**Set task:** Turn every line of the material below into a numbered list, skipping blank lines. Leave the pictures out of your answer.

**Provided data:**

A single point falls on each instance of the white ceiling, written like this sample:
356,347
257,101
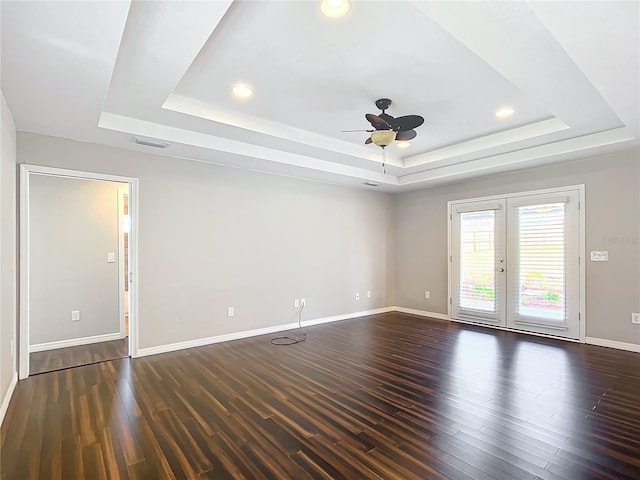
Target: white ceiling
106,72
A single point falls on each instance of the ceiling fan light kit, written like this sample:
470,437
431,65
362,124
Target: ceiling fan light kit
383,138
387,129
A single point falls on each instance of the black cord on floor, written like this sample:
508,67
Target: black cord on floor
285,340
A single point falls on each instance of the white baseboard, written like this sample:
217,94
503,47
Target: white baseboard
73,342
199,342
7,396
602,342
422,313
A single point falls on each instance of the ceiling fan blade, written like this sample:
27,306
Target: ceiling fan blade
408,122
403,136
377,122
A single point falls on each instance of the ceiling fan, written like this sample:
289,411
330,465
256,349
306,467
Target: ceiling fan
387,128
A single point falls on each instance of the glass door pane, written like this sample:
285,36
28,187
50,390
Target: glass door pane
477,261
543,246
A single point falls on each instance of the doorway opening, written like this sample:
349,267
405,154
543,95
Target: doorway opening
77,268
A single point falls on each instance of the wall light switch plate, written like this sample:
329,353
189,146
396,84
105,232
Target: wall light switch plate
599,255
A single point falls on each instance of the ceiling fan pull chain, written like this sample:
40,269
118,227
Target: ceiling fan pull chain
384,161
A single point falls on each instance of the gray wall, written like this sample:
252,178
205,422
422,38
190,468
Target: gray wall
612,189
8,266
212,237
73,224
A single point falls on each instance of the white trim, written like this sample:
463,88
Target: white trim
7,396
74,342
543,191
516,330
199,342
122,191
603,342
422,313
25,171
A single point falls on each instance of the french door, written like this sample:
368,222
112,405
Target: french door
515,262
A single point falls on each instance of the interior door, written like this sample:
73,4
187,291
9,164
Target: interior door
478,261
515,262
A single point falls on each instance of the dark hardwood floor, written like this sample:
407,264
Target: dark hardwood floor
60,358
391,396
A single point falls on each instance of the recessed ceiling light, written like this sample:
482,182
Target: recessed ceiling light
335,8
241,90
504,112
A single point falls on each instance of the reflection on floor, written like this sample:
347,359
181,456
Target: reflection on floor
60,358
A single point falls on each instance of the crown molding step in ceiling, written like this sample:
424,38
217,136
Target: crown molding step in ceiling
477,87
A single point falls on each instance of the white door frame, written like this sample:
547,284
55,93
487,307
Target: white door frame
25,173
122,192
582,251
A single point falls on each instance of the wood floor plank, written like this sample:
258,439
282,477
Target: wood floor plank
61,358
390,396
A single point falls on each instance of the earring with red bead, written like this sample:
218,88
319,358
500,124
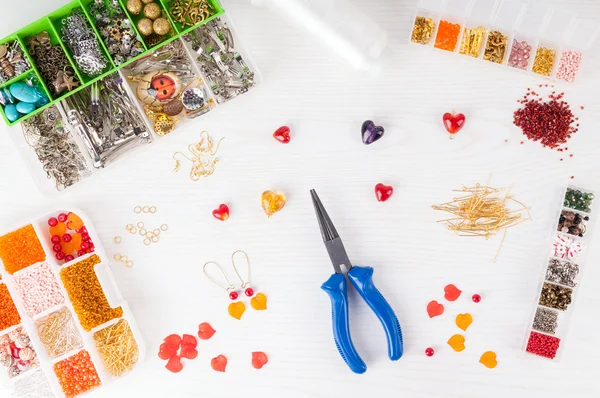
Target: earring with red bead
235,309
259,302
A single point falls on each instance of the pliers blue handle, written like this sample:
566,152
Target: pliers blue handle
362,279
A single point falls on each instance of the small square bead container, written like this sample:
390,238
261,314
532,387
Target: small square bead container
501,33
85,150
555,36
451,25
427,15
72,314
562,275
581,37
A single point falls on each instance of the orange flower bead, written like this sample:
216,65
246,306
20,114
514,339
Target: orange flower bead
447,36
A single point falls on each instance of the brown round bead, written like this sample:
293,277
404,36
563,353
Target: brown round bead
152,11
134,6
161,26
145,27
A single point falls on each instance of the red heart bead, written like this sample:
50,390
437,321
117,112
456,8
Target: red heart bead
383,192
282,134
454,122
221,213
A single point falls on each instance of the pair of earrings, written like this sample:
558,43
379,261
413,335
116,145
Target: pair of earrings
237,308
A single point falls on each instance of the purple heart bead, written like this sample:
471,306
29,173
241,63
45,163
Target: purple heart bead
371,132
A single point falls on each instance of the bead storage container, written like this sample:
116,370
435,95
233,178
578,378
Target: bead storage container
87,130
562,274
527,37
67,324
84,40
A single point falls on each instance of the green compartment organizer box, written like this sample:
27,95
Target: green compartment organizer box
52,24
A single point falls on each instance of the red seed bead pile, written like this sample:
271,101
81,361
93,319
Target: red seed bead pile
551,122
20,249
543,345
77,374
69,237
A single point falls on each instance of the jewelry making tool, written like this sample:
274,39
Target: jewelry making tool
361,279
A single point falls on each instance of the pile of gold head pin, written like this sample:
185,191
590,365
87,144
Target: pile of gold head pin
483,212
202,156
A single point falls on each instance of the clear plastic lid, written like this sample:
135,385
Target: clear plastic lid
431,5
508,14
558,23
482,11
583,34
533,19
457,8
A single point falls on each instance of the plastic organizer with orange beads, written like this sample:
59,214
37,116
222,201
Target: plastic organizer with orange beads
65,329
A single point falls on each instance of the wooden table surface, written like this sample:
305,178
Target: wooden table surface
414,257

**Output:**
1. A single point falls on each instance of the white ceiling, written like this sample:
2. 356,347
3. 257,101
4. Target: white ceiling
5. 106,72
6. A single point falls on each instance of the ceiling fan light kit, written like this sample:
7. 470,437
8. 431,65
9. 362,124
10. Target: ceiling fan light kit
11. 383,138
12. 387,129
13. A single point falls on each instance of the black cord on floor, written like this sample:
14. 508,67
15. Target: black cord on floor
16. 285,340
17. A single point falls on each instance of the white baseboard, written like this sample:
18. 217,94
19. 503,47
20. Target: white baseboard
21. 73,342
22. 199,342
23. 7,396
24. 602,342
25. 422,313
26. A single point falls on each instance of the ceiling fan blade, written like this sample:
27. 27,306
28. Target: ceiling fan blade
29. 408,122
30. 403,136
31. 377,122
32. A single point falls on each instance of the ceiling fan, written like this sample:
33. 289,411
34. 330,465
35. 256,349
36. 306,467
37. Target: ceiling fan
38. 387,128
39. A single point falls on each instance of the glass door pane, written like this sample:
40. 285,36
41. 28,187
42. 50,390
43. Target: glass door pane
44. 477,261
45. 543,246
46. A single point falls on each instance of the doorway opening, written like this sample:
47. 349,267
48. 405,154
49. 543,95
50. Target: doorway opening
51. 77,268
52. A single point falls on each instance of the wall light switch plate, written like this sample:
53. 329,353
54. 189,146
55. 396,84
56. 105,232
57. Target: wall light switch plate
58. 599,255
59. A single point falls on each instance of the ceiling fan pull chain, written like this sample:
60. 40,269
61. 118,227
62. Target: ceiling fan pull chain
63. 384,161
64. A single point falls on each instance of the gray wall, written like this sample:
65. 252,178
66. 205,422
67. 422,38
68. 190,468
69. Target: gray wall
70. 612,189
71. 8,266
72. 212,237
73. 73,224
74. A single point falls on each instance of the white trim, written like this sample:
75. 463,88
76. Target: white trim
77. 7,396
78. 74,342
79. 543,191
80. 516,330
81. 199,342
82. 122,191
83. 603,342
84. 422,313
85. 25,171
86. A single point falls on each instance of the french door, written like this sample:
87. 368,222
88. 112,405
89. Target: french door
90. 515,262
91. A single point falls on each instance of the interior door, written like this sample:
92. 73,4
93. 187,291
94. 9,164
95. Target: interior door
96. 478,261
97. 515,262
98. A single point falls on each instance of the dark hardwood floor, written like this sample:
99. 407,264
100. Target: dark hardwood floor
101. 60,358
102. 391,396
103. A single point falls on each instance of the recessed ceiling light, written like this sample:
104. 482,182
105. Target: recessed ceiling light
106. 335,8
107. 241,90
108. 504,112
109. A single point falls on each instance of the reflection on floor, written like this sample:
110. 347,359
111. 181,456
112. Target: reflection on floor
113. 60,358
114. A single point falls on each instance of the crown molding step in ceiling, written like this sample:
115. 424,38
116. 217,136
117. Target: crown molding step in ceiling
118. 477,87
119. A single point falls on each instance of the white door frame, written like this sample:
120. 547,284
121. 55,93
122. 487,307
123. Target: white door frame
124. 25,173
125. 122,192
126. 582,251
127. A single point falls on each instance of the wood floor plank, written like this sample:
128. 258,439
129. 282,477
130. Target: wood floor plank
131. 61,358
132. 390,396
133. A single point falls on each instance of the earring with red bead, written like this sample:
134. 218,88
135. 319,358
136. 500,124
137. Target: earring with red bead
138. 235,309
139. 259,302
140. A single point falls on each instance of the pliers blue handle, written like this sample:
141. 566,152
142. Target: pliers blue handle
143. 362,279
144. A single point falls on each instance of the small square bead container, written like this sample:
145. 390,238
146. 261,314
147. 532,387
148. Target: small square bead container
149. 501,33
150. 85,150
151. 555,36
152. 451,25
153. 427,15
154. 72,314
155. 562,275
156. 581,37
157. A single point falls on each instance of the orange flower bead, written like this sample:
158. 216,65
159. 246,306
160. 20,114
161. 514,339
162. Target: orange flower bead
163. 447,36
164. A single point falls on each instance of the brown round bead, written like this sample:
165. 293,277
166. 404,36
167. 563,353
168. Target: brown round bead
169. 152,11
170. 134,6
171. 161,26
172. 145,27
173. A single point falls on each instance of the red heart bead, written like this sample:
174. 50,390
175. 437,321
176. 117,112
177. 456,8
178. Target: red heart bead
179. 383,192
180. 282,134
181. 454,122
182. 221,213
183. A single point falls on each instance of the pair of earrings, written like this sample:
184. 558,43
185. 379,261
186. 413,335
187. 116,145
188. Target: pair of earrings
189. 237,308
190. A single point falls on each instance of the purple heart bead, written like this sample:
191. 471,306
192. 29,173
193. 241,63
194. 45,163
195. Target: purple heart bead
196. 371,132
197. A single point falls on each instance of the bead storage container, written like this sample:
198. 116,370
199. 435,95
200. 233,178
201. 578,378
202. Target: bead storage container
203. 87,130
204. 562,274
205. 527,37
206. 67,324
207. 84,40
208. A single point falls on each instance of the green compartment organizer box, written like this sample:
209. 27,95
210. Target: green compartment organizer box
211. 52,24
212. A single point falls on each instance of the red seed bead pile, written like this sample:
213. 271,101
214. 81,361
215. 93,319
216. Target: red seed bead pile
217. 551,122
218. 20,249
219. 543,345
220. 77,374
221. 69,237
222. A single point falls on each instance of the jewelry making tool, written like this sample:
223. 274,39
224. Target: jewelry making tool
225. 361,279
226. A single point falls on each instance of the pile of gold head pin, written like this sample:
227. 185,191
228. 590,365
229. 87,144
230. Target: pile of gold head pin
231. 483,212
232. 202,156
233. A single point falls on each instance of the clear plastic lid, written like this sample:
234. 135,385
235. Target: clear plastic lid
236. 431,5
237. 508,14
238. 558,23
239. 482,11
240. 583,34
241. 533,19
242. 457,8
243. A single point falls on each instance of the plastic organizer with orange beads, written like this sample:
244. 59,214
245. 37,116
246. 222,201
247. Target: plastic organizer with orange beads
248. 65,329
249. A single point falls on each instance of the wooden table surface, written like this sample:
250. 305,178
251. Target: wooden table surface
252. 414,257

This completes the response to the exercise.